▶ SET PROBLEM:
Do the following statements agree with the Oscar nomination predictions? Answer yes or no for each and quote the deciding words of the text. 1. The writer has already seen Me and Orson Welles. 2. Christoph Waltz is the only actor the writer considers certain to be nominated for Best Supporting Actor. 3. The writer expects Anthony Mackie to be the actor from The Hurt Locker nominated in a supporting category.
-------- SOURCE EXTRACT --------
February 1, 2010
Early tomorrow morning, Anne Hathaway will announce the nominations for this year's Oscars. Once again, I won't predict the nominees in every category. Instead, I'll stick to the awards that are the most discussed and debated. It's been a real pleasure this year to have a group of people on Twitter who love to talk about what and who will be nominated. They all either have or will post their nomination predictions. Here's hoping my predictions will leave all of theirs in the dust! Let the predictions begin.
Best Supporting Actor
Matt Damon- Invictus
Woody Harrelson- The Messenger
Christian McKay- Me and Orson Welles
Stanley Tucci- The Lovely Bones
Christoph Waltz- Inglourious Basterds
(Outside chance- Christopher Plummer- The Last Station)
(Long shots- Peter Capaldi- In the Loop, Anthony Mackie- The Hurt Locker, Paul Schneider- Bright Star, Alfred Molina- An Education)
Does it even really matter who the other nominees are besides Christoph Waltz? If the other four show up, they don't need to bring an acceptance speech with them. There's no "just in case" if you're a nominee this year against Waltz. He's really the only actor with a 100% chance of a nomination. I'd bet good money on Harrelson and Tucci, though Tucci could possibly be hit with a backlash against the fact that The Lovely Bones proved to be a huge disappointment. Assuming that won't happen, I'm left with two spots completely open for Plummer and/or some of the long shots to possibly squeeze their way in. I am going to go with Damon who may simply be nominated because he's earned a lot of respect as an actor lately. Someone of Damon's talent should have more nominations by now, and I think Academy voters will give him a nomination for that reason. I'm taking a risk by choosing Christian McKay as a nominee. Me and Orson Welles is a little seen, little respected trifle of a film, but I hear (haven't seen it yet) that McKay completely steals the scenes he's in as Welles. Other than Waltz, Capaldi and maybe Tucci, none of the other possible nominees' roles were very showy, and you don't get more showy than Orson Welles. That's why I expect to hear McKay's name tomorrow morning. Plummer, Capaldi and Schneider are hurt by films that lack awards season momentum. Personally, I didn't like Molina in An Education, so I'm going to maybe assume that I'm not alone on that. Mackie's got a shot considering The Hurt Locker's momentum; however, if voters are going to reward someone from The Hurt Locker with an acting nomination, it's going to be Jeremy Renner.
-------- GIVEN RECORDS --------
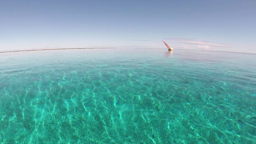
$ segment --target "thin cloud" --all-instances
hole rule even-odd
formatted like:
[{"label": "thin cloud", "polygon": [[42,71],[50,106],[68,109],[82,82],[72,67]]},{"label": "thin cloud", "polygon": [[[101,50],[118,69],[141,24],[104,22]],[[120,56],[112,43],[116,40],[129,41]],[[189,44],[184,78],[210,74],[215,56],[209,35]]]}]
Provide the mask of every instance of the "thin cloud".
[{"label": "thin cloud", "polygon": [[137,41],[146,41],[146,42],[152,41],[152,40],[131,40]]},{"label": "thin cloud", "polygon": [[210,48],[210,47],[208,46],[202,46],[202,45],[197,46],[197,47],[200,48],[204,48],[206,49],[209,49]]},{"label": "thin cloud", "polygon": [[224,47],[230,47],[231,46],[226,44],[219,44],[215,42],[208,42],[203,41],[196,40],[191,39],[180,38],[169,38],[166,39],[176,41],[182,44],[187,44],[200,45],[204,46],[220,46]]}]

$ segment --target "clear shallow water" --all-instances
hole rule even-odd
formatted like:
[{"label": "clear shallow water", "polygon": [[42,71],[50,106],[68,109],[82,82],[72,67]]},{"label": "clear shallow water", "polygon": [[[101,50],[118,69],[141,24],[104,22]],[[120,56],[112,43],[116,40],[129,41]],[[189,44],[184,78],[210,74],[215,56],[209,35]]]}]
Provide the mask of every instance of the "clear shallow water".
[{"label": "clear shallow water", "polygon": [[256,143],[256,55],[0,55],[0,143]]}]

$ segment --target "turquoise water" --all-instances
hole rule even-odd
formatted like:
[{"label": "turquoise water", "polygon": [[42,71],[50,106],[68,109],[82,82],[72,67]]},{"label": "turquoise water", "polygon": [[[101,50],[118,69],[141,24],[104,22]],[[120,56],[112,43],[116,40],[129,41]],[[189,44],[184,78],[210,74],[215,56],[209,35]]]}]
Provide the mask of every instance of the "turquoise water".
[{"label": "turquoise water", "polygon": [[255,54],[59,50],[0,64],[0,143],[256,143]]}]

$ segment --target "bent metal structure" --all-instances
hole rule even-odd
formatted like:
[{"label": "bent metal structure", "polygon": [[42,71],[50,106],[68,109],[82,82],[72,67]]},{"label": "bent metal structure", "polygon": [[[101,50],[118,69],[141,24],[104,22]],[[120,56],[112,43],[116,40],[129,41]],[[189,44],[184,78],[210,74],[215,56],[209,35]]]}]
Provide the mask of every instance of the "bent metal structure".
[{"label": "bent metal structure", "polygon": [[168,44],[166,44],[166,43],[165,42],[164,42],[164,41],[163,40],[163,42],[164,42],[164,43],[165,45],[167,47],[167,48],[168,48],[168,50],[169,50],[169,51],[172,51],[172,50],[173,50],[173,48],[172,47],[170,47],[168,45]]}]

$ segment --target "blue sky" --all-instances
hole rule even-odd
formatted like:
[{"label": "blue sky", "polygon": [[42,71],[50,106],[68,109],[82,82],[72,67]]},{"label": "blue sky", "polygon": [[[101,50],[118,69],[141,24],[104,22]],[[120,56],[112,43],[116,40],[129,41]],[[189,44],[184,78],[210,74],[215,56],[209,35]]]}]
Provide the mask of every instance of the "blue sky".
[{"label": "blue sky", "polygon": [[256,1],[1,0],[0,51],[76,47],[256,53]]}]

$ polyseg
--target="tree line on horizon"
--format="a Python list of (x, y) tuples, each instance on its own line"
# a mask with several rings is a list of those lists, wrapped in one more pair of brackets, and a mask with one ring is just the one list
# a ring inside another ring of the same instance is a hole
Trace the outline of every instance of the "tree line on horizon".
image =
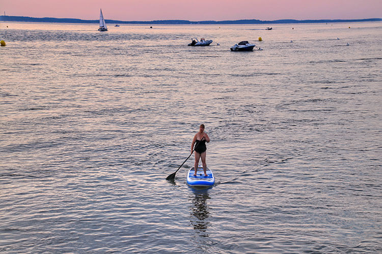
[[(298, 20), (296, 19), (279, 19), (277, 20), (260, 20), (259, 19), (239, 19), (237, 20), (205, 20), (201, 21), (190, 21), (184, 20), (151, 20), (150, 21), (124, 21), (113, 19), (106, 19), (108, 23), (118, 24), (282, 24), (298, 23), (330, 23), (340, 22), (365, 22), (380, 21), (382, 18), (367, 18), (361, 19), (307, 19)], [(99, 21), (97, 20), (85, 20), (76, 18), (34, 18), (20, 16), (0, 16), (0, 21), (16, 22), (36, 22), (51, 23), (96, 23)]]

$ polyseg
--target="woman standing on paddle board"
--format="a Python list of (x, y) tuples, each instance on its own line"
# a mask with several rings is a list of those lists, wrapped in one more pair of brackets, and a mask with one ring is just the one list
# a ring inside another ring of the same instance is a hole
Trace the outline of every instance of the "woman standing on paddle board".
[(195, 134), (193, 140), (193, 143), (191, 144), (191, 153), (194, 151), (194, 144), (195, 144), (195, 164), (194, 165), (194, 168), (195, 169), (195, 173), (194, 175), (196, 175), (196, 172), (198, 171), (198, 166), (199, 164), (199, 160), (201, 158), (202, 164), (203, 164), (203, 170), (204, 171), (204, 176), (207, 176), (206, 169), (207, 169), (207, 164), (206, 164), (206, 154), (207, 152), (207, 147), (206, 147), (206, 142), (209, 143), (209, 138), (207, 133), (204, 132), (204, 124), (200, 124), (199, 126), (199, 132)]

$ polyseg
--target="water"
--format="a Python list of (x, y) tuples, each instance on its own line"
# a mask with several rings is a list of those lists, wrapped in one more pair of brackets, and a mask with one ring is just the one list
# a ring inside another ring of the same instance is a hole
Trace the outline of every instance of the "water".
[(0, 26), (0, 252), (382, 252), (381, 22)]

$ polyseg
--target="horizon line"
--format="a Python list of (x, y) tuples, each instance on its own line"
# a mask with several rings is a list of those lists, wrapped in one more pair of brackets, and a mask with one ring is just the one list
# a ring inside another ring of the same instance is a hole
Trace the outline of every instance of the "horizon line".
[[(15, 19), (18, 19), (16, 20)], [(22, 19), (23, 20), (20, 20)], [(0, 21), (26, 21), (26, 22), (50, 22), (52, 23), (95, 23), (99, 21), (98, 19), (82, 19), (75, 18), (54, 18), (52, 17), (45, 17), (43, 18), (37, 18), (25, 16), (0, 16)], [(256, 19), (240, 19), (236, 20), (201, 20), (193, 21), (186, 19), (161, 19), (153, 20), (150, 21), (123, 21), (115, 19), (105, 19), (105, 21), (111, 23), (133, 23), (133, 24), (147, 24), (150, 23), (162, 22), (163, 24), (254, 24), (254, 23), (307, 23), (307, 22), (363, 22), (363, 21), (382, 21), (380, 18), (367, 18), (362, 19), (294, 19), (292, 18), (284, 18), (274, 20), (261, 20)], [(249, 22), (249, 23), (246, 23)]]

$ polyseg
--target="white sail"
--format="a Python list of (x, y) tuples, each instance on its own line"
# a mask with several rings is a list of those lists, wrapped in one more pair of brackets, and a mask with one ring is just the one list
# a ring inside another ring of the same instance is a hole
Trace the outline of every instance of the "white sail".
[(102, 9), (100, 9), (99, 13), (99, 28), (98, 30), (107, 30), (107, 26), (106, 26), (106, 23), (105, 23), (105, 19), (103, 18)]

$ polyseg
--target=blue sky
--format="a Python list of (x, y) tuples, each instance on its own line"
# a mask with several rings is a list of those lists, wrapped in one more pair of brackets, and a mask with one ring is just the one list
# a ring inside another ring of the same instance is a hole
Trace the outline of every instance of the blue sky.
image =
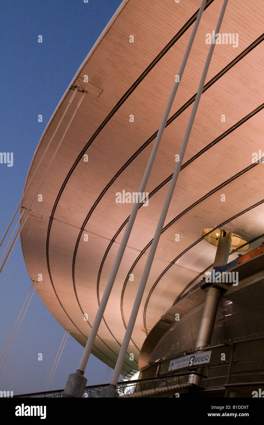
[[(21, 197), (34, 153), (50, 116), (121, 3), (2, 2), (0, 152), (13, 152), (14, 163), (9, 167), (0, 164), (0, 239)], [(39, 34), (42, 43), (37, 41)], [(38, 122), (39, 114), (42, 123)], [(0, 276), (0, 357), (31, 283), (19, 239)], [(14, 394), (44, 391), (64, 332), (35, 292), (0, 374), (0, 390)], [(50, 389), (64, 387), (69, 374), (76, 371), (83, 350), (69, 336)], [(39, 353), (42, 361), (38, 360)], [(102, 383), (107, 368), (90, 356), (85, 373), (87, 385)]]

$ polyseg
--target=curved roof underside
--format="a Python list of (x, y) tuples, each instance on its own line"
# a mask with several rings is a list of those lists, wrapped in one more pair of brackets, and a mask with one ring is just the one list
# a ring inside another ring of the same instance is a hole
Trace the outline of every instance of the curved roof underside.
[[(114, 365), (150, 249), (222, 2), (209, 0), (164, 130), (93, 354)], [(87, 93), (34, 201), (21, 234), (33, 280), (53, 316), (84, 345), (131, 211), (116, 193), (136, 192), (200, 5), (125, 2), (82, 65), (39, 145), (26, 186), (75, 85)], [(216, 248), (201, 237), (219, 227), (260, 244), (264, 233), (262, 0), (230, 0), (221, 33), (239, 45), (216, 45), (176, 189), (124, 365), (136, 369), (146, 334), (185, 289), (200, 280)], [(129, 42), (131, 35), (134, 42)], [(87, 75), (88, 82), (84, 82)], [(78, 91), (23, 202), (27, 208), (82, 93)], [(134, 122), (129, 117), (134, 115)], [(225, 116), (222, 122), (222, 114)], [(83, 161), (83, 155), (89, 161)], [(225, 202), (221, 195), (225, 196)], [(83, 235), (89, 235), (84, 241)], [(175, 235), (180, 241), (175, 241)], [(237, 254), (230, 255), (230, 261)], [(134, 276), (133, 281), (129, 277)], [(88, 321), (83, 320), (88, 314)], [(133, 353), (135, 361), (128, 354)]]

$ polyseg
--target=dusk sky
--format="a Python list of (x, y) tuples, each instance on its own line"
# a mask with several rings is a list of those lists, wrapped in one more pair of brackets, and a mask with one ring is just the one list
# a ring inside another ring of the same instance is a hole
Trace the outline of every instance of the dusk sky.
[[(0, 151), (13, 152), (14, 159), (11, 167), (0, 164), (0, 239), (22, 196), (33, 155), (47, 124), (121, 3), (2, 2)], [(39, 34), (42, 43), (38, 42)], [(40, 114), (43, 116), (40, 123)], [(31, 284), (19, 238), (0, 276), (0, 357)], [(0, 374), (0, 390), (12, 391), (14, 395), (43, 391), (64, 332), (35, 292)], [(50, 390), (64, 388), (69, 373), (76, 371), (83, 349), (69, 336)], [(42, 361), (38, 360), (39, 353), (42, 354)], [(107, 369), (92, 355), (85, 374), (87, 385), (103, 383)], [(111, 369), (105, 382), (110, 381), (112, 372)]]

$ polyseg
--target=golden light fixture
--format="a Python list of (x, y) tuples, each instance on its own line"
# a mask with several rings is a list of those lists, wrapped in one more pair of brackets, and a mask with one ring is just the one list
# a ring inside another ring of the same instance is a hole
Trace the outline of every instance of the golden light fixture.
[[(213, 227), (212, 228), (204, 229), (201, 232), (201, 236), (204, 236), (204, 235), (206, 235), (206, 233), (212, 230), (213, 228)], [(214, 245), (215, 246), (217, 246), (218, 244), (218, 240), (221, 233), (221, 229), (216, 229), (214, 230), (214, 232), (212, 232), (211, 233), (208, 235), (203, 238), (211, 245)], [(245, 241), (244, 239), (242, 239), (241, 236), (239, 236), (238, 235), (236, 235), (234, 233), (232, 238), (232, 244), (231, 244), (230, 250), (237, 249), (238, 251), (247, 251), (249, 249), (249, 245), (248, 244), (247, 244), (247, 241)], [(241, 245), (244, 245), (244, 244), (247, 244), (247, 245), (240, 249), (237, 249)]]

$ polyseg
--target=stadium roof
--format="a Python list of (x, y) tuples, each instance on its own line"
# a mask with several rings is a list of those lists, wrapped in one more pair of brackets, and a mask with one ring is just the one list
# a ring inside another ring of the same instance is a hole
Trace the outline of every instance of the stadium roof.
[[(40, 190), (42, 201), (36, 198), (21, 233), (31, 279), (37, 281), (42, 275), (43, 281), (37, 286), (39, 296), (83, 345), (132, 207), (117, 203), (116, 194), (138, 190), (200, 6), (200, 0), (123, 2), (65, 92), (32, 161), (25, 187), (78, 87), (23, 208), (29, 205), (86, 91)], [(98, 331), (93, 354), (111, 367), (210, 47), (206, 34), (215, 28), (222, 6), (217, 0), (207, 2), (147, 186), (148, 205), (139, 210)], [(262, 0), (228, 2), (221, 32), (238, 34), (238, 45), (215, 46), (124, 374), (136, 368), (146, 334), (161, 316), (213, 263), (216, 247), (204, 240), (201, 231), (220, 228), (249, 242), (264, 233), (264, 164), (253, 162), (252, 156), (260, 150), (261, 157), (263, 147), (262, 12)], [(260, 242), (257, 238), (250, 249)], [(230, 261), (237, 256), (231, 255)], [(131, 353), (134, 361), (129, 360)]]

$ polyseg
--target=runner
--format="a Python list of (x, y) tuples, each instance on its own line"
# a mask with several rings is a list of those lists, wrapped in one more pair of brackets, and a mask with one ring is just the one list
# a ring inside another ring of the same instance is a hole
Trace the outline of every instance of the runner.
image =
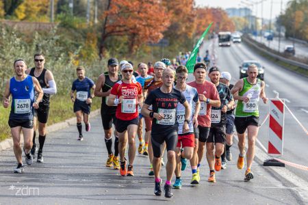
[(255, 157), (255, 143), (259, 131), (258, 102), (262, 99), (264, 103), (268, 102), (264, 92), (265, 83), (257, 78), (258, 68), (255, 64), (249, 66), (248, 77), (240, 79), (231, 90), (234, 99), (238, 100), (235, 110), (236, 131), (238, 136), (240, 154), (238, 159), (238, 168), (243, 169), (245, 157), (245, 131), (248, 133), (247, 169), (245, 180), (253, 178), (251, 165)]
[[(233, 87), (233, 84), (230, 84), (231, 75), (229, 72), (222, 72), (219, 81), (229, 86), (230, 90)], [(226, 144), (224, 154), (221, 156), (221, 168), (227, 168), (227, 160), (232, 160), (232, 154), (230, 148), (233, 144), (233, 133), (235, 131), (235, 126), (234, 125), (234, 109), (235, 105), (230, 107), (227, 111), (226, 122)]]
[[(178, 131), (178, 141), (175, 153), (177, 154), (177, 165), (175, 167), (175, 176), (176, 180), (173, 184), (173, 188), (181, 189), (182, 187), (182, 180), (181, 178), (181, 171), (185, 170), (187, 164), (187, 159), (191, 159), (194, 154), (194, 151), (196, 154), (197, 152), (197, 147), (195, 146), (194, 141), (198, 140), (194, 135), (194, 126), (198, 126), (198, 113), (200, 110), (200, 102), (198, 97), (198, 92), (196, 88), (186, 85), (185, 81), (188, 77), (188, 70), (186, 67), (179, 66), (177, 68), (177, 84), (175, 87), (181, 91), (186, 98), (190, 107), (192, 107), (192, 102), (195, 105), (194, 115), (192, 115), (189, 126), (189, 131), (188, 133), (182, 132), (182, 127), (184, 124), (184, 114), (185, 107), (183, 105), (178, 104), (177, 109), (177, 119), (179, 123)], [(181, 146), (183, 148), (181, 149)], [(181, 152), (180, 152), (181, 150)]]
[[(195, 87), (201, 101), (200, 111), (198, 115), (198, 127), (195, 129), (194, 135), (198, 139), (198, 154), (194, 154), (191, 159), (192, 169), (192, 184), (198, 184), (200, 180), (200, 165), (204, 154), (204, 146), (209, 135), (211, 127), (211, 108), (219, 107), (220, 100), (218, 92), (212, 83), (205, 79), (207, 66), (203, 63), (197, 63), (194, 67), (194, 76), (195, 81), (188, 83), (188, 85)], [(193, 109), (194, 110), (194, 109)]]
[[(162, 81), (162, 74), (164, 69), (166, 68), (165, 64), (157, 62), (154, 64), (154, 77), (147, 79), (144, 82), (144, 86), (143, 88), (143, 96), (144, 98), (146, 97), (147, 94), (150, 94), (151, 92), (159, 87), (162, 85), (163, 82)], [(149, 111), (152, 111), (152, 107), (149, 107)], [(144, 117), (144, 123), (146, 125), (146, 134), (144, 137), (145, 146), (143, 152), (144, 155), (149, 154), (149, 159), (150, 160), (151, 167), (150, 172), (149, 172), (149, 176), (154, 176), (154, 172), (153, 170), (153, 150), (152, 144), (151, 139), (151, 131), (152, 131), (152, 118)], [(149, 144), (149, 150), (148, 150)]]
[(209, 71), (209, 77), (211, 82), (216, 86), (221, 102), (220, 107), (211, 108), (211, 128), (209, 130), (209, 137), (207, 140), (207, 159), (209, 167), (209, 177), (208, 181), (210, 182), (215, 182), (215, 171), (220, 171), (220, 156), (224, 151), (227, 111), (229, 107), (234, 105), (234, 100), (230, 93), (230, 90), (228, 86), (219, 82), (220, 72), (218, 68), (211, 68)]
[[(138, 106), (142, 107), (142, 88), (140, 83), (133, 82), (133, 66), (124, 64), (121, 66), (123, 79), (116, 83), (110, 92), (107, 105), (117, 105), (116, 129), (118, 133), (121, 176), (133, 176), (133, 164), (136, 155), (135, 137), (138, 124)], [(125, 133), (127, 133), (127, 135)], [(128, 138), (128, 139), (127, 139)], [(125, 157), (127, 143), (129, 144), (129, 164), (126, 169)]]
[[(10, 106), (10, 96), (12, 100), (8, 124), (11, 128), (14, 142), (14, 153), (17, 160), (17, 167), (14, 173), (23, 172), (22, 150), (21, 147), (21, 131), (23, 131), (25, 162), (31, 165), (33, 162), (31, 148), (33, 136), (33, 108), (38, 109), (43, 96), (43, 91), (38, 81), (25, 74), (27, 65), (23, 59), (17, 59), (14, 62), (15, 76), (6, 82), (3, 94), (3, 105), (5, 108)], [(37, 98), (34, 100), (34, 90)]]
[[(137, 82), (140, 83), (142, 89), (144, 87), (145, 81), (152, 79), (153, 77), (148, 75), (148, 66), (144, 63), (140, 63), (138, 64), (138, 72), (140, 74), (138, 77), (136, 78)], [(138, 153), (143, 154), (144, 152), (144, 146), (145, 145), (144, 140), (143, 140), (142, 137), (142, 129), (143, 129), (143, 116), (140, 113), (141, 109), (138, 107), (138, 113), (139, 113), (139, 122), (138, 122), (138, 128), (137, 131), (137, 134), (138, 135), (139, 139), (139, 147), (138, 147)], [(146, 152), (147, 152), (147, 147), (148, 144), (146, 144)], [(146, 152), (144, 152), (146, 153)]]
[[(84, 116), (84, 122), (86, 125), (86, 131), (90, 131), (91, 126), (90, 124), (90, 112), (91, 110), (92, 98), (94, 95), (91, 95), (91, 89), (95, 89), (95, 85), (92, 80), (85, 76), (85, 70), (83, 66), (77, 68), (76, 79), (72, 85), (70, 92), (70, 99), (74, 102), (74, 113), (77, 118), (77, 127), (79, 136), (78, 140), (82, 141), (81, 119)], [(76, 97), (74, 97), (74, 93), (76, 91)]]
[(38, 79), (44, 92), (44, 96), (42, 100), (40, 100), (38, 109), (34, 110), (34, 132), (31, 153), (33, 154), (34, 158), (36, 158), (36, 154), (38, 150), (36, 144), (36, 121), (38, 121), (38, 142), (40, 143), (40, 148), (36, 160), (38, 163), (44, 162), (42, 149), (46, 139), (46, 127), (49, 113), (50, 95), (57, 93), (57, 86), (53, 79), (53, 75), (49, 70), (44, 68), (44, 64), (45, 57), (44, 55), (42, 53), (36, 53), (34, 55), (35, 68), (27, 69), (26, 71), (27, 74), (35, 77)]
[[(155, 67), (155, 66), (154, 66)], [(166, 167), (167, 180), (164, 185), (165, 197), (172, 197), (171, 179), (175, 169), (175, 147), (177, 142), (177, 128), (176, 111), (179, 102), (185, 107), (185, 118), (183, 133), (189, 131), (190, 109), (185, 96), (180, 91), (172, 87), (175, 75), (170, 68), (164, 70), (162, 74), (163, 85), (149, 93), (141, 113), (144, 116), (153, 119), (152, 124), (151, 141), (153, 151), (153, 165), (155, 177), (154, 193), (162, 195), (162, 179), (160, 168), (164, 144), (167, 146), (168, 162)], [(153, 111), (148, 109), (153, 105)]]
[(116, 131), (114, 135), (114, 154), (112, 152), (112, 124), (116, 124), (116, 106), (108, 106), (109, 94), (112, 86), (122, 79), (118, 72), (118, 62), (116, 58), (112, 57), (108, 60), (108, 71), (101, 74), (95, 83), (94, 95), (97, 97), (102, 97), (101, 106), (101, 117), (105, 133), (105, 143), (108, 152), (106, 167), (112, 167), (114, 169), (120, 169), (118, 159), (118, 137)]

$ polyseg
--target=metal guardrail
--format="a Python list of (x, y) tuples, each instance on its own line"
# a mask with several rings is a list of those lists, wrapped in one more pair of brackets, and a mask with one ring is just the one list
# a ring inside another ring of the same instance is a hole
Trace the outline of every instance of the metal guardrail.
--------
▶ CORRECT ANSWER:
1. No: "I hear (haven't seen it yet) that McKay completely steals the scenes he's in as Welles."
2. Yes: "He's really the only actor with a 100% chance of a nomination."
3. No: "if voters are going to reward someone from The Hurt Locker with an acting nomination, it's going to be Jeremy Renner."